→ **REQUIREMENT**
Reproduce the material below word for word, leaving out the pictures.

-- begin DATA SUPPLIED --

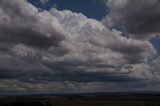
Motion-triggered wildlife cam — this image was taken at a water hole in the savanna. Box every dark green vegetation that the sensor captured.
[0,93,160,106]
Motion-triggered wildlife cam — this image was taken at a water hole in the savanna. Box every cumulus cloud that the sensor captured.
[0,0,156,90]
[103,0,160,39]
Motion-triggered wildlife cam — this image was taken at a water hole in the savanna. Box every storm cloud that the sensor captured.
[0,0,160,91]
[103,0,160,39]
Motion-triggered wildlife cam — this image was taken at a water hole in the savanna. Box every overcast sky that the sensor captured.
[0,0,160,93]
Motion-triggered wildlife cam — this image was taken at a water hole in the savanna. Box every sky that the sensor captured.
[0,0,160,94]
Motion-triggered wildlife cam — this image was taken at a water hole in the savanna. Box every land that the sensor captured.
[0,92,160,106]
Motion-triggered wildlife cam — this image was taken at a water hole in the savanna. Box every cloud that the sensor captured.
[0,0,156,90]
[103,0,160,39]
[40,0,49,4]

-- end DATA SUPPLIED --

→ **OUTPUT OF THE TASK**
Motion-triggered wildlife cam — this image was taken at a water hole in the savanna. Box every dark green vegetation that the sensor captured.
[0,93,160,106]
Motion-triggered wildlife cam — this image was taken at a water hole in the savanna. Box every cumulus cloud that the sensor captured.
[0,0,156,90]
[103,0,160,39]
Motion-triggered wildlife cam — this image was taken at a water hole in the savanna. Box every storm cloud that the sensor captured.
[0,0,160,91]
[103,0,160,39]
Motion-triggered wildlife cam — this image was taken at a water hole in the savanna. Box every overcast sky that the sensor captured.
[0,0,160,93]
Motion-triggered wildlife cam — this image was taken at a water hole in the savanna. Box every sky that the sensor captured.
[0,0,160,94]
Motion-triggered wildlife cam — this image was taken at a water hole in the savanna. Box every land that the sensor captured.
[0,92,160,106]
Motion-triggered wildlife cam — this image was taken at a water hole in the savanna. Box every cloud that the sensor captured.
[0,0,156,90]
[103,0,160,39]
[40,0,49,4]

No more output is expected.